* _RECORDS FOR THIS TASK_
##############################

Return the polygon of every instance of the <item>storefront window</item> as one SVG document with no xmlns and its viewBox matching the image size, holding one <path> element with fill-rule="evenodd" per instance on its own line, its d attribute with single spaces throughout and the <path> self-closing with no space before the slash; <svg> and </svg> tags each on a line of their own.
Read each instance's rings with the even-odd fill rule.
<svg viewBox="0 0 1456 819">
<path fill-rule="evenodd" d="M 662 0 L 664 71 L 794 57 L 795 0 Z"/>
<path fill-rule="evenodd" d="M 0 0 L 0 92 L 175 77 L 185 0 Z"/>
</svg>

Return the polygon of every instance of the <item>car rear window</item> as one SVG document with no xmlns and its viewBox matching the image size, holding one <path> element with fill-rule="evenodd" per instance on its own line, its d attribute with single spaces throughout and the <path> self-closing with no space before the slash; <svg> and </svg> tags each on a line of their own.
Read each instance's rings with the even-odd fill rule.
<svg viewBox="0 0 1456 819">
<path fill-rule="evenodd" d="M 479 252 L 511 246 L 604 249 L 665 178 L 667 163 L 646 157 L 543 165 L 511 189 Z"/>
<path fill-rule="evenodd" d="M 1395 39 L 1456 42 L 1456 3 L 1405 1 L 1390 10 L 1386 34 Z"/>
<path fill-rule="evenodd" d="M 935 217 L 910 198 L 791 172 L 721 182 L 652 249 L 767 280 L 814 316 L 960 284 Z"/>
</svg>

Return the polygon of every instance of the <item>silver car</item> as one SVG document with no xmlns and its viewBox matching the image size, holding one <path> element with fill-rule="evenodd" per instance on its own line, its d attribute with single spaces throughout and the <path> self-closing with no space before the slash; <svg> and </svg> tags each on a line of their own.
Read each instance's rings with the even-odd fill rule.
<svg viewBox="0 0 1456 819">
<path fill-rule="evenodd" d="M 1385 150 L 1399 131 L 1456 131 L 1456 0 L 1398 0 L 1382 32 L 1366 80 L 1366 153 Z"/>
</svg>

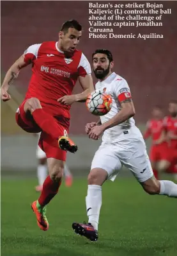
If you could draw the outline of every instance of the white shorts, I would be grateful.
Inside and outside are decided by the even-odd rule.
[[[36,158],[38,159],[42,159],[46,158],[45,153],[43,152],[43,151],[42,150],[40,147],[39,147],[38,146],[37,146],[36,148]]]
[[[93,157],[91,169],[102,168],[114,181],[123,166],[128,168],[139,182],[153,175],[142,138],[128,139],[111,144],[102,144]]]

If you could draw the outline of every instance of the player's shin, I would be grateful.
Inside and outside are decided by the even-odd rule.
[[[47,176],[43,184],[43,190],[38,199],[39,204],[42,207],[47,205],[56,195],[61,183],[61,180],[52,180],[50,176]]]
[[[88,185],[88,195],[86,198],[88,223],[91,223],[96,230],[98,230],[102,202],[102,187],[98,185]]]
[[[39,164],[37,168],[38,185],[42,186],[47,175],[47,166],[46,164]]]
[[[159,180],[160,191],[159,194],[170,198],[177,198],[177,184],[169,180]]]

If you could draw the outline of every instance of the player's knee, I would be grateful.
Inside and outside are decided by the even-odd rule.
[[[64,167],[63,166],[55,166],[50,171],[50,177],[52,180],[61,180],[63,176]]]
[[[88,175],[88,184],[102,185],[107,177],[107,173],[105,171],[101,169],[93,169]]]
[[[158,194],[160,190],[160,184],[158,180],[154,180],[151,183],[142,185],[144,190],[149,194]]]
[[[32,112],[38,108],[42,108],[42,106],[39,99],[36,98],[31,98],[26,101],[24,105],[25,111],[29,110]]]

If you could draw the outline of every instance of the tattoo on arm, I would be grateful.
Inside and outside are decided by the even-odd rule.
[[[14,72],[12,71],[11,72],[11,77],[10,78],[10,80],[8,81],[8,84],[10,85],[12,83],[13,81],[17,78],[18,76],[18,74],[15,73]]]

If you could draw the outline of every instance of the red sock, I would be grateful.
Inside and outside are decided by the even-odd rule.
[[[43,189],[38,199],[39,204],[42,206],[47,205],[58,193],[61,183],[61,181],[53,181],[49,175],[47,176],[43,183]]]
[[[157,180],[158,180],[158,171],[155,169],[153,169],[153,175],[154,175],[155,177],[157,178]]]
[[[58,124],[55,119],[42,108],[37,108],[32,113],[34,120],[42,130],[54,137],[58,139],[63,135],[64,130]]]

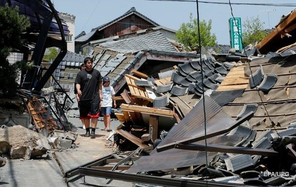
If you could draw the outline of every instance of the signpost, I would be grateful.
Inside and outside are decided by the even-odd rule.
[[[229,21],[230,45],[231,48],[235,49],[236,50],[241,50],[243,49],[243,44],[239,35],[240,34],[242,36],[242,33],[241,18],[230,18]]]

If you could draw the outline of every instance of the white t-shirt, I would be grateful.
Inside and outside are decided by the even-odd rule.
[[[112,95],[115,95],[113,87],[111,85],[107,87],[103,86],[102,91],[103,92],[103,101],[101,102],[101,107],[112,107]]]

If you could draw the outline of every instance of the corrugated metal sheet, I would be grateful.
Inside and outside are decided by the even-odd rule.
[[[206,96],[205,102],[208,134],[227,129],[233,123],[234,121],[227,116],[221,107],[213,99]],[[171,129],[159,146],[188,138],[203,136],[204,121],[202,100],[178,125],[173,129]],[[241,138],[235,139],[237,143],[241,140]],[[223,138],[221,136],[210,138],[208,140],[208,143],[210,144],[214,142],[216,144],[223,144],[229,142],[226,140],[227,138]],[[200,142],[197,142],[200,143]],[[211,160],[216,154],[216,153],[208,153],[208,160]],[[204,164],[205,159],[204,152],[172,149],[157,153],[156,149],[154,149],[151,152],[150,155],[143,156],[136,162],[135,164],[127,170],[127,172],[131,173],[157,170],[197,165]]]

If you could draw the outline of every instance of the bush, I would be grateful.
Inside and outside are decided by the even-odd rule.
[[[22,34],[30,25],[29,19],[18,14],[17,7],[10,7],[8,4],[0,7],[0,91],[2,93],[15,93],[18,74],[27,67],[26,62],[10,64],[7,58],[12,52],[20,50],[25,42]]]

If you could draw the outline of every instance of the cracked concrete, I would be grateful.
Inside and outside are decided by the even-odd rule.
[[[66,183],[63,172],[91,160],[109,154],[113,150],[105,147],[105,140],[110,133],[99,129],[103,128],[99,121],[96,130],[97,137],[90,139],[82,136],[85,130],[82,128],[78,118],[69,118],[73,124],[72,130],[78,133],[76,143],[78,148],[56,151],[40,159],[25,160],[8,160],[6,165],[0,168],[0,186],[5,187],[85,187],[84,182],[99,187],[132,187],[132,183],[86,176]],[[119,124],[117,120],[111,121],[111,128]]]

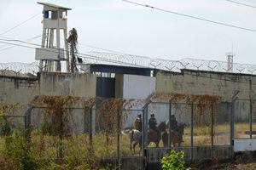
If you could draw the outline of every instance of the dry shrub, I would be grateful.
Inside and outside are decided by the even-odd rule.
[[[16,169],[13,160],[7,155],[0,154],[0,169],[2,170],[10,170]]]

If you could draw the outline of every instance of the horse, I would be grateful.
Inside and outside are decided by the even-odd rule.
[[[171,130],[171,143],[172,143],[174,147],[176,144],[178,144],[178,146],[181,146],[181,143],[183,142],[183,133],[184,133],[183,124],[177,126],[177,130]],[[169,132],[166,131],[162,135],[164,147],[168,146],[168,137],[169,137]]]
[[[166,132],[166,125],[165,122],[161,122],[157,127],[158,132],[148,128],[148,145],[150,142],[155,144],[155,146],[159,147],[159,143],[161,139],[161,133]]]
[[[122,131],[122,134],[124,135],[127,135],[129,136],[129,139],[130,139],[130,150],[131,153],[135,154],[135,148],[137,144],[139,144],[139,148],[140,148],[140,151],[142,150],[142,136],[143,136],[143,133],[141,133],[139,130],[137,129],[130,129],[129,131],[126,130],[123,130]],[[133,152],[132,152],[133,150]]]

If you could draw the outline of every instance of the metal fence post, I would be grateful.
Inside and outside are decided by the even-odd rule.
[[[93,145],[92,145],[92,108],[90,109],[90,134],[89,134],[89,142],[90,142],[90,154],[92,154]]]
[[[194,156],[194,102],[191,104],[191,132],[190,132],[190,144],[191,144],[191,162]]]
[[[142,150],[141,150],[141,154],[143,156],[144,156],[144,150],[145,150],[145,135],[144,135],[144,132],[145,132],[145,110],[143,110],[143,127],[142,127],[142,131],[143,131],[143,135],[142,135]]]
[[[145,148],[148,148],[148,105],[147,105],[147,107],[145,108],[145,126],[144,126],[144,144],[145,144]],[[143,156],[146,156],[146,152],[144,150],[144,154]]]
[[[171,141],[172,141],[172,137],[171,137],[171,131],[172,131],[172,100],[169,101],[169,135],[168,135],[168,148],[171,148]]]
[[[213,148],[214,148],[214,108],[213,104],[211,105],[212,112],[212,128],[211,128],[211,143],[212,143],[212,159],[213,158]]]
[[[120,110],[117,110],[117,159],[118,159],[118,166],[117,169],[121,169],[120,166]]]
[[[250,139],[253,138],[253,99],[250,96]]]
[[[27,140],[30,139],[31,135],[31,112],[34,108],[35,106],[33,105],[31,105],[25,113],[25,138]]]

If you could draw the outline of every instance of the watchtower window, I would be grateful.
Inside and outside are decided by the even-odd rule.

##############################

* _TASK_
Can you quote exactly the lines from the one containing "window, I would be grateful." through the last line of the records above, and nothing else?

* _EXERCISE ANSWER_
If you could draw the outline of every instance of the watchtower window, I would be grateful.
Inside and outside are decided by the even-odd rule.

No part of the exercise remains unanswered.